PAM, or Pluggable Authentication Modules, is a modular approach to authentication. It allows (third party) services to provide an authentication module for their service which can then be used on PAM enabled systems. Services that use PAM for authentication can immediately use these modules without the need for a rebuild.
Authentication management (part of access management) on a Linux server can be handled by PAM (Pluggable Authentication Modules). With PAM, services do not need to provide authentication services themselves. Instead, they rely on the PAM modules available on the system. Each service can use a different PAM configuration if it wants, although most of the time authentication is handled similarly across services. By calling PAM modules, services can support two-factor authentication out-of-the-box, immediately use centralized authentication repositories and more.
PAM provides a flexible, modular architecture for the following services:
- Authentication management - verify if a user trying to authenticate a user account is actually the user.
- Account management - check if that users' password has expired or if the user is allowed to access this particular service.
- Session management - execute certain tasks on logon or logoff of a user (auditing, mounting of file systems, ...).
- Password management - offer an interface for password resets and the like.
PAM does not provide any services for authorizations. Generally, authorizations are done within an application. Some applications support group-based authorizations (so being a member of a group allows for being granted proper authorizations). A common (but not as common as PAM) approach for this is to support NSS (Name Service Switch). NSS is similar to PAM in its design principles. In fact, authorizations on Linux systems are handled through the NSS libraries.
Principles behind PAM
When working with PAM, system administrators quickly discover the principles with which PAM works.
The first one is back-end independence. Applications that are PAM-aware do not need to incorporate any logic to deal with back-ends such as databases, LDAP service, password files, WS-Security enabled web services or other back-ends that have not been invented yet. By using PAM, applications segregate the back-end integration logic from their own. All they need to do is call PAM functions.
Another principle is configuration independence. Administrators do not need to learn how to configure dozens of different applications on how to interact with an LDAP server for authentication. Instead, they use the same configuration structure provided by PAM.
The final principle, which is part of the PAM name, is its pluggable architecture. When new back-ends need to be integrated, all the administrator has to do is to install the library for this back-end (by placing it in the right directory on the system) and configure this module (most of the modules use a single configuration file). From that point onward, the module is usable for applications. Administrators can configure the authentication to use this back-end and usually just need to restart the application.

Excerpts of pointing data:
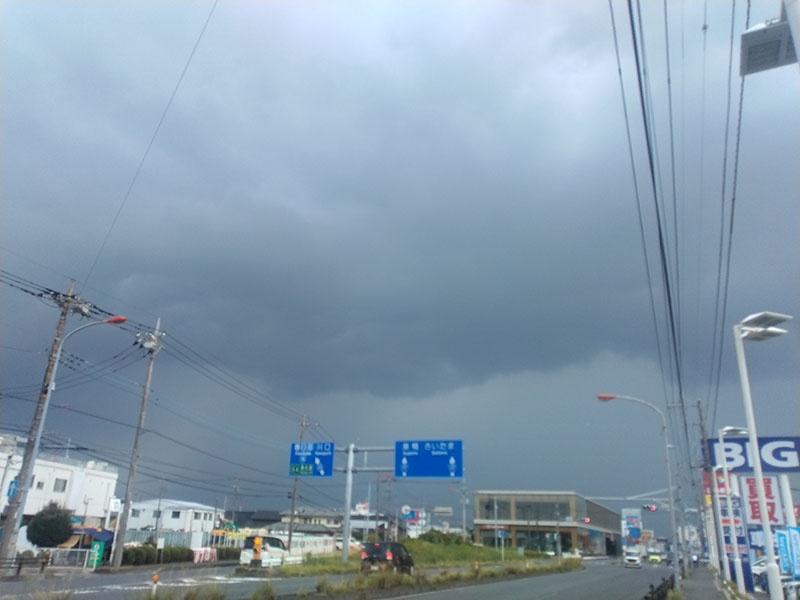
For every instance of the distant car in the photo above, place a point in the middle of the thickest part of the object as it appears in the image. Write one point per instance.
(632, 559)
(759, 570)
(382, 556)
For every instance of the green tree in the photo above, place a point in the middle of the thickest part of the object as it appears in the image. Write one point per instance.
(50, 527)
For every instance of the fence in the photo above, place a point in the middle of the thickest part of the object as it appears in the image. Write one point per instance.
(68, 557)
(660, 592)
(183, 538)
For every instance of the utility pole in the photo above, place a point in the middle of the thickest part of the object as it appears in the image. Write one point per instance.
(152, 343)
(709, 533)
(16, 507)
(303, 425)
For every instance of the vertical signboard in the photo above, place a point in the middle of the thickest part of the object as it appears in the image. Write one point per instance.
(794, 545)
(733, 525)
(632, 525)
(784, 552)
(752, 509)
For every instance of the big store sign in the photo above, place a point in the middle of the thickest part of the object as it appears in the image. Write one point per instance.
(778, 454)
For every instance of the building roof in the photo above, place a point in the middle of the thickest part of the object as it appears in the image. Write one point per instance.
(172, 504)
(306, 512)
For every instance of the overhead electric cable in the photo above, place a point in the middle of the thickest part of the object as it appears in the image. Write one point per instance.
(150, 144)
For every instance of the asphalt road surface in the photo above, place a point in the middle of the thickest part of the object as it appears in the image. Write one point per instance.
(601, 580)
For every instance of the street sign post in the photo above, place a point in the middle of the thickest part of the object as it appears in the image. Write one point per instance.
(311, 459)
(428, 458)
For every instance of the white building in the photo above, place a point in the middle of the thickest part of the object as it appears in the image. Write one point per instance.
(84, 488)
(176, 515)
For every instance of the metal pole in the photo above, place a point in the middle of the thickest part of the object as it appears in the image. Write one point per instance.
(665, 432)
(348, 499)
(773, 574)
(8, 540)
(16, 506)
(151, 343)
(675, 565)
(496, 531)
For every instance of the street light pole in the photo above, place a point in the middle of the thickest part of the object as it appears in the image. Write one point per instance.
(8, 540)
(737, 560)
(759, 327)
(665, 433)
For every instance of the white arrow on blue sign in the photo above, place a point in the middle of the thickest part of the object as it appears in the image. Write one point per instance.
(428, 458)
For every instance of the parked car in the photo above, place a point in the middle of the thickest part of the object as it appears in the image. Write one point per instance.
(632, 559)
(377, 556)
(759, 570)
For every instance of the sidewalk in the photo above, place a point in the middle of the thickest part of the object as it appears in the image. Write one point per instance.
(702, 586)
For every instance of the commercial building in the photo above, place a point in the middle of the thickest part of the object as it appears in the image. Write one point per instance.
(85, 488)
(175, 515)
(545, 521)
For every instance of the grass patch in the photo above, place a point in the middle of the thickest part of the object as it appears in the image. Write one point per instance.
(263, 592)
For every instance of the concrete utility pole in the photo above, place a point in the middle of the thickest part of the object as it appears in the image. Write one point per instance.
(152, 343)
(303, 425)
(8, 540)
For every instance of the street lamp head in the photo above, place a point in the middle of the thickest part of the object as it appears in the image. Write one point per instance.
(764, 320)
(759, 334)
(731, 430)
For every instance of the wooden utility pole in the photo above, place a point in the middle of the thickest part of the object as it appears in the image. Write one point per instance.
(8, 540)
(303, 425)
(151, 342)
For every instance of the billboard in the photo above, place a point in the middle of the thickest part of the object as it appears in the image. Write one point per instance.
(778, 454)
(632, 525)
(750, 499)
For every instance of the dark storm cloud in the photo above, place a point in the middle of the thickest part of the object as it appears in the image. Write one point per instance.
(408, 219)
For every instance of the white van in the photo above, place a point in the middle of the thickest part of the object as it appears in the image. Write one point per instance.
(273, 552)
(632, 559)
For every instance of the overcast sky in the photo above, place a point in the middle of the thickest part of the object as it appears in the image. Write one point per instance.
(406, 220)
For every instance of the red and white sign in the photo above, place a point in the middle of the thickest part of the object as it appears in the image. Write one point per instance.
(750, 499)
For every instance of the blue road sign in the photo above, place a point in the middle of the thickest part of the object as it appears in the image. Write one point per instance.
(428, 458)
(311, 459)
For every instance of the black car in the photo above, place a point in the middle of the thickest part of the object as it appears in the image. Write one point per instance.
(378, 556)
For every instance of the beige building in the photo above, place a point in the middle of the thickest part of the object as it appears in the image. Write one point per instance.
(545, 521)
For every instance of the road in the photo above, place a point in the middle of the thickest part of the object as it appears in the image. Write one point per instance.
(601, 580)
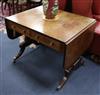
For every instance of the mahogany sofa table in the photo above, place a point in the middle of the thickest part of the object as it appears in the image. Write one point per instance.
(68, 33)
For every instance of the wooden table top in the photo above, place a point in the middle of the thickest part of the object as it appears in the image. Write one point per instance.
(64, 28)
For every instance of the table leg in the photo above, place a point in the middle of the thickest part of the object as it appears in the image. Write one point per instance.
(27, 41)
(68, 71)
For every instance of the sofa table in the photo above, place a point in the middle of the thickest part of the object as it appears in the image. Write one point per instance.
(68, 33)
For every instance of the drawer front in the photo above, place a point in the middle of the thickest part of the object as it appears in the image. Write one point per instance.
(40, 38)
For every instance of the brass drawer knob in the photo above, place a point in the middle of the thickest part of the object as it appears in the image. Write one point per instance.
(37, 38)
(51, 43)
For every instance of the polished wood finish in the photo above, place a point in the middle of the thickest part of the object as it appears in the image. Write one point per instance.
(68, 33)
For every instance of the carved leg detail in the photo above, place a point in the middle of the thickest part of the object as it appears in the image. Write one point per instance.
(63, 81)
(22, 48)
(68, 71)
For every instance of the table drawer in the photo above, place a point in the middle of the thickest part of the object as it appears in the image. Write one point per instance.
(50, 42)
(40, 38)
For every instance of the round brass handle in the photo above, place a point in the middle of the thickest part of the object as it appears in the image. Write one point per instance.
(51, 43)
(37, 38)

PROBLEM REQUIREMENTS: List the services that the PAM text says its modular architecture provides, giving only their names.

EXERCISE ANSWER: Authentication management, account management, session management, password management